• Exercise:
Reproduce the passage on Scheme-style and Common Lisp-style languages word for word, everything from "Common Lisp-style languages" down to "the same program.".

• Document text:

**********

I've noticed two strains in language design, which I internally call Scheme-style and Common Lisp-style:
Scheme-style languages are the trimmed-down languages, often built around a big idea which animates the rest of the design but not always; the defining concept of Scheme-style languages is always how much they can remove to get a pure design, a design which supports writing code in one style. Python, Smalltalk, C, and Scheme are all languages in this mold. Java is kind of a compromised Scheme-style language, or two of them (C and Smalltalk) rammed into each other at high speed, which also goes for Objective-C.
Common Lisp-style languages have mini-languages inside of them, or at least support multi-paradigm programming as a core design goal; you can trim a Common Lisp-style language into a Scheme-style subset, but you can't extend a Scheme-style language into something more Common Lisp-like unless you really are dealing with Scheme and have (hygienic) macros to use to add more syntax. C++, Perl, and Common Lisp are all Common Lisp-style; Unix shell is Common Lisp-style in practice because it encourages programmers to write in a bunch of relatively Scheme-style languages at once, all in the same program.

**********

• Data section:
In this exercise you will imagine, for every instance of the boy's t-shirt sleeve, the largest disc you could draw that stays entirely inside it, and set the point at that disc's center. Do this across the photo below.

**********

• Answer to the task:
Common Lisp-style languages have mini-languages inside of them, or at least support multi-paradigm programming as a core design goal; you can trim a Common Lisp-style language into a Scheme-style subset, but you can't extend a Scheme-style language into something more Common Lisp-like unless you really are dealing with Scheme and have (hygienic) macros to use to add more syntax. C++, Perl, and Common Lisp are all Common Lisp-style; Unix shell is Common Lisp-style in practice because it encourages programmers to write in a bunch of relatively Scheme-style languages at once, all in the same program.